> INSTRUCTIONS TO FOLLOW
Quote the stretch of rows from the line containing "trace target=gravel ground" through the end of the rows, and copy it unchanged.

Outline labeling records
= = = = = = =

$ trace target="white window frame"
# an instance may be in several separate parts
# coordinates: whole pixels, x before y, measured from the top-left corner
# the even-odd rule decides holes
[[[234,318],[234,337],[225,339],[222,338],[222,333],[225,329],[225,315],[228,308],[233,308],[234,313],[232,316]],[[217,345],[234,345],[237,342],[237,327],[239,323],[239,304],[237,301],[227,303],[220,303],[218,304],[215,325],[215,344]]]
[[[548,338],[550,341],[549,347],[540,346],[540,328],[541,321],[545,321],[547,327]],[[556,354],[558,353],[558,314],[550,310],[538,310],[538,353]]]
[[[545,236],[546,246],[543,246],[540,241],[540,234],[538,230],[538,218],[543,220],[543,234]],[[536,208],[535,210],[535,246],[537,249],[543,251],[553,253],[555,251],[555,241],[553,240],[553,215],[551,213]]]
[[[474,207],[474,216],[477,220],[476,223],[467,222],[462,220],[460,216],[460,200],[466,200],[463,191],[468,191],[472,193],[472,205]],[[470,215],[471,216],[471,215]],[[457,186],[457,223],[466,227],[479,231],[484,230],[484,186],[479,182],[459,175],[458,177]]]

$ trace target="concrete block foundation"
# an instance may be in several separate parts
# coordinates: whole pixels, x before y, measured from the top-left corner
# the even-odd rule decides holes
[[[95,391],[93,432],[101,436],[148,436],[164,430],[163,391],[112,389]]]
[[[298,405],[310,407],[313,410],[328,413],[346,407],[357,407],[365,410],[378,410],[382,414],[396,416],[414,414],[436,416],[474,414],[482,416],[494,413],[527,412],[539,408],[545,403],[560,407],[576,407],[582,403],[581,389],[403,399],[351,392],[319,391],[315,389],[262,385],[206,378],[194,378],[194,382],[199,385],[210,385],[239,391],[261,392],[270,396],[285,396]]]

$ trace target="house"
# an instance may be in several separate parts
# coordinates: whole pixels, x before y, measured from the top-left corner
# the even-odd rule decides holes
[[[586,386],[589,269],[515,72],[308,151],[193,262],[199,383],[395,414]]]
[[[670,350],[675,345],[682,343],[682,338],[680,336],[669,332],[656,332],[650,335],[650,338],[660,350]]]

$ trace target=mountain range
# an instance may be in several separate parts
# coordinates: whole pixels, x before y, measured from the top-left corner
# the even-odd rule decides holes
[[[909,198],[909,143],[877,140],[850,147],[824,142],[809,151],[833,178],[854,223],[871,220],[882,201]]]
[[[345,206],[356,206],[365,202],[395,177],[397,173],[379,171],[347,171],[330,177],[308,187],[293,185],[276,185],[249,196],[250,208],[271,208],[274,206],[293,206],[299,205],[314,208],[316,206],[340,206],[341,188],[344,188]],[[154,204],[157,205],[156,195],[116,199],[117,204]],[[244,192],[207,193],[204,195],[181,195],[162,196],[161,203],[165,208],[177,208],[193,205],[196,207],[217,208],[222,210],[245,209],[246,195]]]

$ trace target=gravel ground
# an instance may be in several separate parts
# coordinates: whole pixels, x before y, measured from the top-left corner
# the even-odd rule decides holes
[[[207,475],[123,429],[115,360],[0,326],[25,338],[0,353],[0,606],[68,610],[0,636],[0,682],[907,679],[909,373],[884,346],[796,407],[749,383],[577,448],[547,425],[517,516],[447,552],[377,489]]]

= = = = = = =

> ANSWER TO THE EXERCISE
$ trace target=gravel ground
# an instance may be in several separate parts
# coordinates: whole pixels, x before y, measured from the top-left corner
# the even-odd rule decides holes
[[[207,475],[123,429],[115,360],[0,326],[25,338],[0,353],[0,606],[68,610],[0,636],[0,682],[907,679],[909,373],[884,346],[796,407],[749,383],[577,448],[547,425],[517,516],[447,552],[377,489]]]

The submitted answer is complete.